Now politicians from both sides long for parliament’s upcoming summer recess to re-group and digest what the rupture of a forty-year relationship actually means. Both sides are bewildered, and hoping to be wrong - about the dire economic and international consequences forewarned by the "Remain" campaign and the inability to stem the continuing flow of migrants that "Leave" politicians promised to fix. Even some Brexit politicians looked a little sheepish - as if they had been careless enough to wish for what they got.

David Cameron’s gracious speech of concession was emotional composure at its British best: appealing for calm amid the momentousness of such a decision. He advised postponing the extrication of this 40-year relationship until the election in October of a new Tory leader. Jean-Claude Juncker, President of the European Commission, was having none of it. Seeking to punish the prime minister for precipitating this potential implosion of the EU, he made it known that the two-year countdown should start, let’s say, next week: leave is leave, now get on with it. No pussyfooting for a Britain that has been feasting on a cake of concessions within the EU - lounging outside the Schengen area while tossing its own coinage.

▶ **INFORMATION PROVIDED**
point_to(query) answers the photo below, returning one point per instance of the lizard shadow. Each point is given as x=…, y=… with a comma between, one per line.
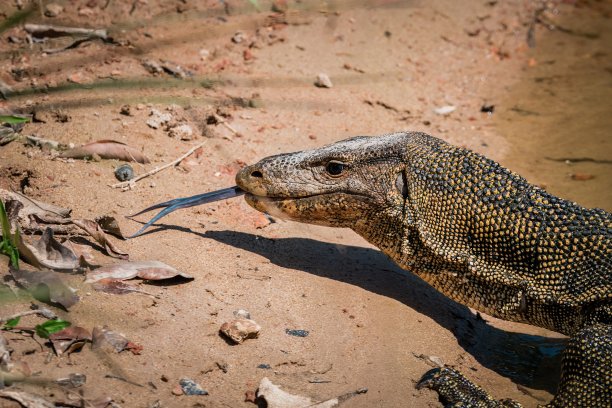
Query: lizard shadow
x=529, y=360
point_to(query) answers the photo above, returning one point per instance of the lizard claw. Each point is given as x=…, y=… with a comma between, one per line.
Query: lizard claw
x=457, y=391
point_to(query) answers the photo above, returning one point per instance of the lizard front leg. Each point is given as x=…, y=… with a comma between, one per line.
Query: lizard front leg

...

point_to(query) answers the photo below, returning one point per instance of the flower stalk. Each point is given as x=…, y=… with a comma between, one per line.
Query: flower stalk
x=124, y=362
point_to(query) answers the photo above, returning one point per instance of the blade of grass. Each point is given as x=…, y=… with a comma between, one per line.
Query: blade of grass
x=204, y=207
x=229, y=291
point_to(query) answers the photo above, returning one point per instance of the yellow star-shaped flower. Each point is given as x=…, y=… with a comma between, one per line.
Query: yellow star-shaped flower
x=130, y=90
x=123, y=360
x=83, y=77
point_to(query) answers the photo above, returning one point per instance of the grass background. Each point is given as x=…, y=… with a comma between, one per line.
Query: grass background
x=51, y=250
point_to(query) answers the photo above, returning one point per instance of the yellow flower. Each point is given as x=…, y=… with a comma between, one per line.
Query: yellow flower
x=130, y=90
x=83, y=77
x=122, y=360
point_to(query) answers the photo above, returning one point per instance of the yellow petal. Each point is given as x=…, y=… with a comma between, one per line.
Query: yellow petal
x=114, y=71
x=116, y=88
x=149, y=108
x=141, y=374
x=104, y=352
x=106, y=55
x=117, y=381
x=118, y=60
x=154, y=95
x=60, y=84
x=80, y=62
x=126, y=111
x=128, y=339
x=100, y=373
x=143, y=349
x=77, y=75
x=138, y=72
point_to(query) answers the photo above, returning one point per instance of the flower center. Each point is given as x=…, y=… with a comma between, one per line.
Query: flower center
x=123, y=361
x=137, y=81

▶ **QUESTIONS**
1/ According to the passage on Britain's vote to leave the EU, until when did David Cameron advise postponing the split?
2/ Write a continuation of the passage on Britain's vote to leave the EU, starting after its last sentence.

▶ **OUTPUTS BY TASK**
1/ Until the election of a new Tory leader in October.

2/
The governor of the Bank of England, Mark Carney’s don’t-worry-I’ve-got-your-back press statement, ultimately calmed a panicky City of London. But talk of introducing executive powers for the prime minister in order to speed up the convoluted "Article 50" departure, feels like a step closer to the United States of Britain that no one wanted. And the Brexit slogan of "taking back control" was never meant to include the indefinite, day-in-day-out interaction with the 27 other EU countries that will determine Britain’s future status.

This was a vote of displaced anger at one’s lot in life. A street sweeper was asked: What do you think will change now? "Everything! Working conditions..!" This might have been UKIP leader Nigel Farage’s "Independence Day", but it was also Scotland’s. First Minister Nicola Sturgeon has made clear that preparations for a second referendum to secede are now "on the table".

Young voters have reacted with fury. "I feel I’ve had a right stripped from me," said a 23-year-old, whose 18-24 demographic voted 75% to remain. Incensed at the old who voted for their future, when 61% of the over 60s voted to Leave, it is hard for them to listen to former cabinet ministers of the Thatcher era, like Norman Tebbit, Nigel Lawson and Norman Lamont, with a combined age of 250 years, dismiss with a shaky hand the worrying consequences of an isolation the young don’t relate to and the wizened will not be alive to enjoy.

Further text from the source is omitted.